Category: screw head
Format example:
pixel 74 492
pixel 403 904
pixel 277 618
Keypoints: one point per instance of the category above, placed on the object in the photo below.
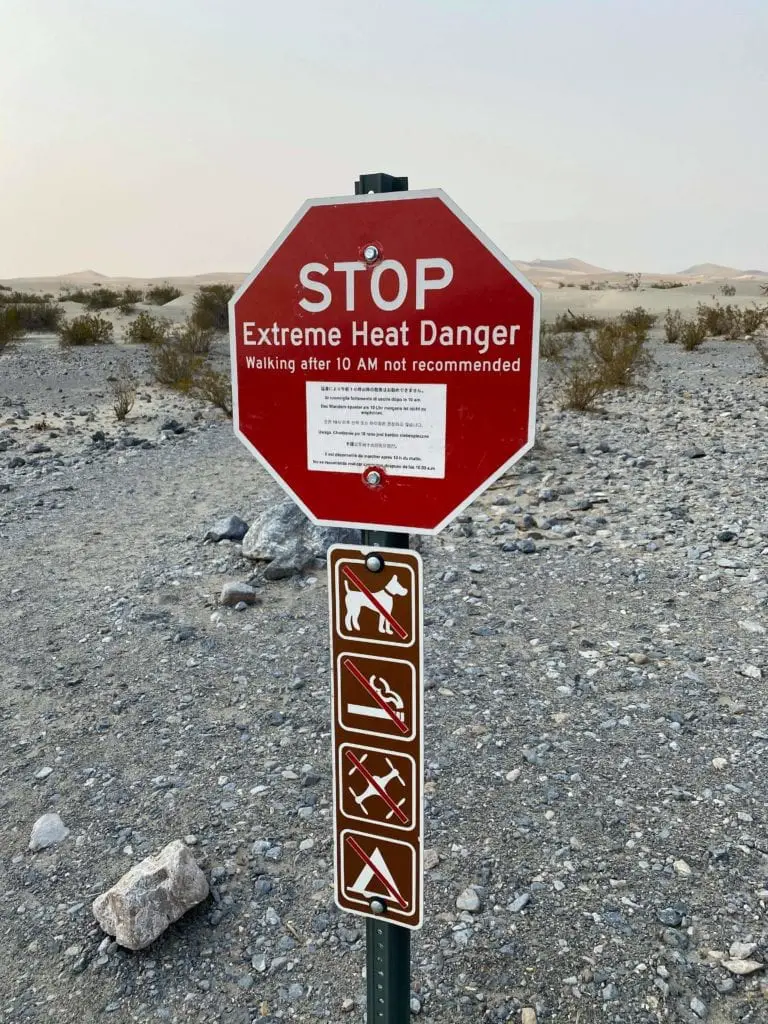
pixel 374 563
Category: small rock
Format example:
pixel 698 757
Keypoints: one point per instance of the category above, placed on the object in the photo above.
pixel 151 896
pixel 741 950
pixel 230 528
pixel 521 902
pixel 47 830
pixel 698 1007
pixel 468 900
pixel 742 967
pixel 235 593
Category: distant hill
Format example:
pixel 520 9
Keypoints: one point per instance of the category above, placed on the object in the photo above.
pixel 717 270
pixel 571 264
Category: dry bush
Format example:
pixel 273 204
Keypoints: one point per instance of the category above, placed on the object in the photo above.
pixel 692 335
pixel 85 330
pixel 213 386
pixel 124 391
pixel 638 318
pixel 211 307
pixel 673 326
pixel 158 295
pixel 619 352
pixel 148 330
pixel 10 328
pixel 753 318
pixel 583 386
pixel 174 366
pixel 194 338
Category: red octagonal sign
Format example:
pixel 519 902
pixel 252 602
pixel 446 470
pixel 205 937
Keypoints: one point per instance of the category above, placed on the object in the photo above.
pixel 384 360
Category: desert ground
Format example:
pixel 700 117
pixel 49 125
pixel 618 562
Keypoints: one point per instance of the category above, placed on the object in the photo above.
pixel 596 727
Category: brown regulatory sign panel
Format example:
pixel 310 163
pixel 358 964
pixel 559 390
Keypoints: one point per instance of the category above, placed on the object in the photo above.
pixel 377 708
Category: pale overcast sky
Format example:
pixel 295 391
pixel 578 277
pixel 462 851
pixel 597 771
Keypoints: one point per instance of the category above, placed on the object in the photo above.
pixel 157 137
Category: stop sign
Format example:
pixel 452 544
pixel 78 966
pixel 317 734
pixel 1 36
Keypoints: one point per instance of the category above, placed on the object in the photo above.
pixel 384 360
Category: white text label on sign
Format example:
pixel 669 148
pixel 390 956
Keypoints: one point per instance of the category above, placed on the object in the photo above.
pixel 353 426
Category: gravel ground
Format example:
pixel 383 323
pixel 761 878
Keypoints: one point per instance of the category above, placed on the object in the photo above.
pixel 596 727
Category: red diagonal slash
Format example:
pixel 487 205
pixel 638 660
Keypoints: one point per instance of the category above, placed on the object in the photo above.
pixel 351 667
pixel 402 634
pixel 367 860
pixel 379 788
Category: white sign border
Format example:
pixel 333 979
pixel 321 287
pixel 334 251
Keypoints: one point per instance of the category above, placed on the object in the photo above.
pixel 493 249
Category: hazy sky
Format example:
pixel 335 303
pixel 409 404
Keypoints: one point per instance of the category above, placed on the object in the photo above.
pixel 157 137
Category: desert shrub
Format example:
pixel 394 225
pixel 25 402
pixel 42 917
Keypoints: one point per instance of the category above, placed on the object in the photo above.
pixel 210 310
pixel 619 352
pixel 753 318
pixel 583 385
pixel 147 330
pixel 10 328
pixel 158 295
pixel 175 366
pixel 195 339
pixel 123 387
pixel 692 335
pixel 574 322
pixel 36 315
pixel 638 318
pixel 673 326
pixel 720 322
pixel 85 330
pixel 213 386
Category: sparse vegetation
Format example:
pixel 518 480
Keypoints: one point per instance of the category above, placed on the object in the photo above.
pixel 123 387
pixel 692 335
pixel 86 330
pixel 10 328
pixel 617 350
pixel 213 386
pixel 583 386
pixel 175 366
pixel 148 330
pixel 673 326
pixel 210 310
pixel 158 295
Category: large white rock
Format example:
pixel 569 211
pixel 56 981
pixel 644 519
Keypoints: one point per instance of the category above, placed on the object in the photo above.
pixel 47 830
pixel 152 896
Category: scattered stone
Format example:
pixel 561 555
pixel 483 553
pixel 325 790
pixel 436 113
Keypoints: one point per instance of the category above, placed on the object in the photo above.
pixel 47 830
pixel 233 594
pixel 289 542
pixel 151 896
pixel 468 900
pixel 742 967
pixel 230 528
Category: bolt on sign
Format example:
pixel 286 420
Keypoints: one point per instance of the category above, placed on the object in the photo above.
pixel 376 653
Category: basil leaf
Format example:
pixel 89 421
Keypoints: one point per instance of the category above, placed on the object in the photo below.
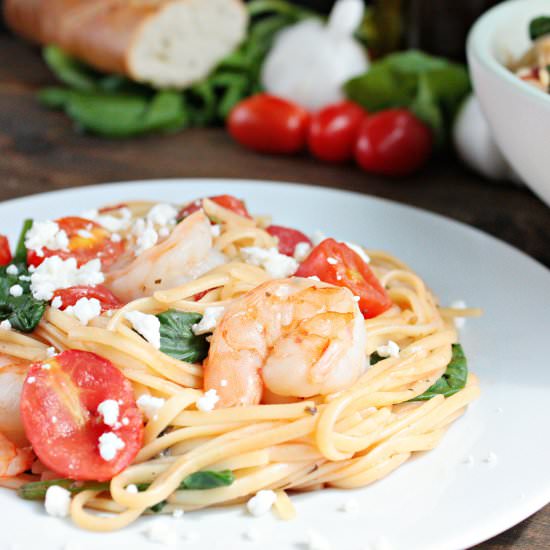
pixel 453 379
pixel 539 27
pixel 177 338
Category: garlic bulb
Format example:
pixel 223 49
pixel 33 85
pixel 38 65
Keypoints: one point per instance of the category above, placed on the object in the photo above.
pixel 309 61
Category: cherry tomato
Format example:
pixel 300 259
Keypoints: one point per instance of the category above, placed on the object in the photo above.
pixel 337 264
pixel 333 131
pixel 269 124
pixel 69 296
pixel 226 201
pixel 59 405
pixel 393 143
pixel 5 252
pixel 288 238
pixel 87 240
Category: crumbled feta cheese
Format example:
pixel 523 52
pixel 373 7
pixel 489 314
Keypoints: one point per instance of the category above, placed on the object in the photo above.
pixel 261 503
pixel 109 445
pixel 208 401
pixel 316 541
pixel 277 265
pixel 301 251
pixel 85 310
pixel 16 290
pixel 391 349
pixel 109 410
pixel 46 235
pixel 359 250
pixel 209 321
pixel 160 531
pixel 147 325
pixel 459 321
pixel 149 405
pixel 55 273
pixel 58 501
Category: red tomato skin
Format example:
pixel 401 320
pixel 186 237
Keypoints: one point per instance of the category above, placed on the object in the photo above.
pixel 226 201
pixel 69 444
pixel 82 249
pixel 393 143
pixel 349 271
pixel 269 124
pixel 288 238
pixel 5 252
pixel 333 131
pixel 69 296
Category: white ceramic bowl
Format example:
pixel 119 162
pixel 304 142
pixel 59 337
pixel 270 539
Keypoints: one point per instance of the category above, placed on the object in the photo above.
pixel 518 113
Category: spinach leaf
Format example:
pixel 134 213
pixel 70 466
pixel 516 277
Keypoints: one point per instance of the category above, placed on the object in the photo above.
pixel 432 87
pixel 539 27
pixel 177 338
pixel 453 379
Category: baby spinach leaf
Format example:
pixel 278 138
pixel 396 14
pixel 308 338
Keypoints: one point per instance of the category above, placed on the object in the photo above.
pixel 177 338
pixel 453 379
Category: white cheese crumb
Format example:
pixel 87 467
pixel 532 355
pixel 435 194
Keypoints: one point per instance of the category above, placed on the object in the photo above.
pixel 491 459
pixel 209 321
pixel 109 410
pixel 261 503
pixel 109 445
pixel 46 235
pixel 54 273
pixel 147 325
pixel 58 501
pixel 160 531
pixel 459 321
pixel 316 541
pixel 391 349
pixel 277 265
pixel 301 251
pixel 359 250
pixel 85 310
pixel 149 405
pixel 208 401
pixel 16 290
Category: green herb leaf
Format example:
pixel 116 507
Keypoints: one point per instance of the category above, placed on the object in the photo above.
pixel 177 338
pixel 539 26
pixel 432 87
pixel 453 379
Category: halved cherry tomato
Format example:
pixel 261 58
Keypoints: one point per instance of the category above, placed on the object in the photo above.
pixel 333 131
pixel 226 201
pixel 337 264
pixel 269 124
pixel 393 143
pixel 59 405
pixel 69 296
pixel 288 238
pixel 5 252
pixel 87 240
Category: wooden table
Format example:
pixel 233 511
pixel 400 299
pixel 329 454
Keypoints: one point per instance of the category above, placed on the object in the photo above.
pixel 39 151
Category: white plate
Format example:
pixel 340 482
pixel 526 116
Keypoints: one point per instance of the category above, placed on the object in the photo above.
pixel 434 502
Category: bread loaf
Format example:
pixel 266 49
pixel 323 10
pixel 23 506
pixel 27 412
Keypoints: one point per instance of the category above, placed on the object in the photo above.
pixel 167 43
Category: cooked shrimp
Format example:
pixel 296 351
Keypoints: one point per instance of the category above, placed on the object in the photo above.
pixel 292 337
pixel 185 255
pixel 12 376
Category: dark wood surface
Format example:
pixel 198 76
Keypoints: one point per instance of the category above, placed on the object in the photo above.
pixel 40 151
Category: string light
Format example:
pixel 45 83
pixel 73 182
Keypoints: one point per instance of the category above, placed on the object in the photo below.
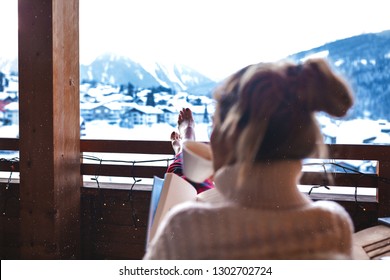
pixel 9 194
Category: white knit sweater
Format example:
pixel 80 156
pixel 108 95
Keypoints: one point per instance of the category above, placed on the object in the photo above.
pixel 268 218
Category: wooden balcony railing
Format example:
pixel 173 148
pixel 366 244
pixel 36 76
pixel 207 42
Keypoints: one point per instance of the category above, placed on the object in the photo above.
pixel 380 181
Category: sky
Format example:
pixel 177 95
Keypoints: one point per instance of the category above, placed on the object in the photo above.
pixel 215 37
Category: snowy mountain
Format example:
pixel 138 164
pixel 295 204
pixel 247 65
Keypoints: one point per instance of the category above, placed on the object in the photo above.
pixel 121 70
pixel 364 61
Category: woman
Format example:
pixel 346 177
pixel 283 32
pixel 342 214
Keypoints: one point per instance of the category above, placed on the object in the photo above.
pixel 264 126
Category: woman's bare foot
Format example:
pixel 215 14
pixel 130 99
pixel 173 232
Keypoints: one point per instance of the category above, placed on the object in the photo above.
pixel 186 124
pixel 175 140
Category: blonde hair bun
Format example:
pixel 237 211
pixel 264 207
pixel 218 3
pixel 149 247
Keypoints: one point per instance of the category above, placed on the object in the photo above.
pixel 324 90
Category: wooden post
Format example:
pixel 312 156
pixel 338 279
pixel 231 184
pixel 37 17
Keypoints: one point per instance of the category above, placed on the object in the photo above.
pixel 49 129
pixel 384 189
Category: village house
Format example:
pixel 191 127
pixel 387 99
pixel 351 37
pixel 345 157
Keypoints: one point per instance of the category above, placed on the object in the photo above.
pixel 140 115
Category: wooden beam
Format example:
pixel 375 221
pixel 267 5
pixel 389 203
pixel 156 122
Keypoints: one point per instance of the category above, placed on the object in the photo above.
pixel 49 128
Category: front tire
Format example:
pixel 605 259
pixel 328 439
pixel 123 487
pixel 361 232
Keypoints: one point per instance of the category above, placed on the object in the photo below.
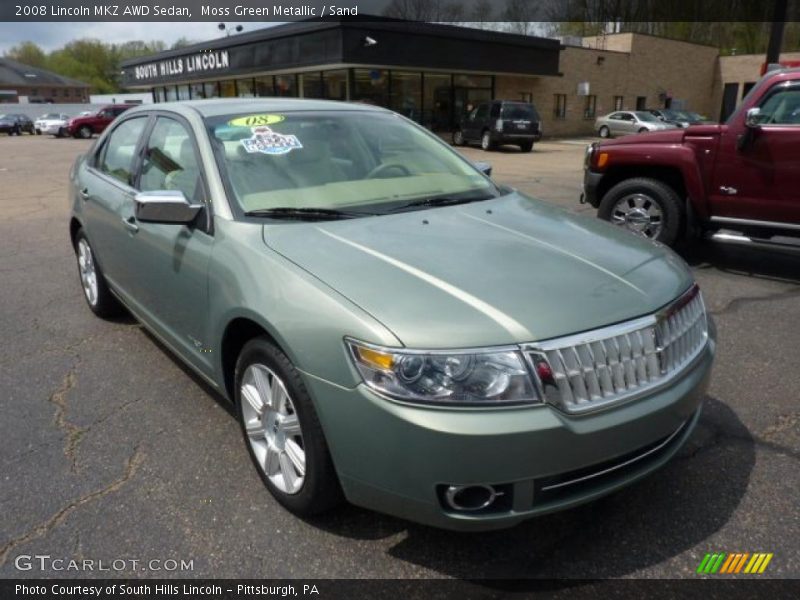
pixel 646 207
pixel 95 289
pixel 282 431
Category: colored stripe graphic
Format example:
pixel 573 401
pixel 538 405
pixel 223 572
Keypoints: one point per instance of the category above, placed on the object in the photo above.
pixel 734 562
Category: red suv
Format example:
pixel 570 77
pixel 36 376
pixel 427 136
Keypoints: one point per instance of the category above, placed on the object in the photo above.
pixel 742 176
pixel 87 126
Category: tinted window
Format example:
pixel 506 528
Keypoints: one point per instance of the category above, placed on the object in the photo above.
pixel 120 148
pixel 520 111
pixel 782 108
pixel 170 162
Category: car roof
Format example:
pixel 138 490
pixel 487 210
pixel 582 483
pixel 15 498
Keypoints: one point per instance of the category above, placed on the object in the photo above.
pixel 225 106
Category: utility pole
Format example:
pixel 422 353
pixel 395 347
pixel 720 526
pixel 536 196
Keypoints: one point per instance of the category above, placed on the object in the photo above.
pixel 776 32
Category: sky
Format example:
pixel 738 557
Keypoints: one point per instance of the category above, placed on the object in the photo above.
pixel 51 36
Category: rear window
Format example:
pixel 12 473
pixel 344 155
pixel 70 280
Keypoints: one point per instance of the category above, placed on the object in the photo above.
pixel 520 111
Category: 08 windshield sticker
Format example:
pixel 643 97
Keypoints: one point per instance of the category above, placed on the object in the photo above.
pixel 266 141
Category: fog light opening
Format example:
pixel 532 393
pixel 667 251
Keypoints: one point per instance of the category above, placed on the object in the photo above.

===============

WHAT THE TASK ASKS → Convert the entries from the line with "Category: colored stripe graphic" to the line with "pixel 87 126" into a Markdown table with the columns Row and Line. Put each line in its own row with a row number, and leave out blank lines.

WRITTEN ANSWER →
| Row | Line |
|---|---|
| 1 | Category: colored stripe graphic |
| 2 | Format example: |
| 3 | pixel 573 401 |
| 4 | pixel 538 405 |
| 5 | pixel 223 572 |
| 6 | Keypoints: one point per instance of the category above, placed on the object in the photo above. |
| 7 | pixel 734 562 |
| 8 | Category: red suv |
| 9 | Format example: |
| 10 | pixel 570 77 |
| 11 | pixel 36 376 |
| 12 | pixel 427 136 |
| 13 | Keypoints: one point per instance of the category above, placed on the object in the photo above. |
| 14 | pixel 742 176 |
| 15 | pixel 87 126 |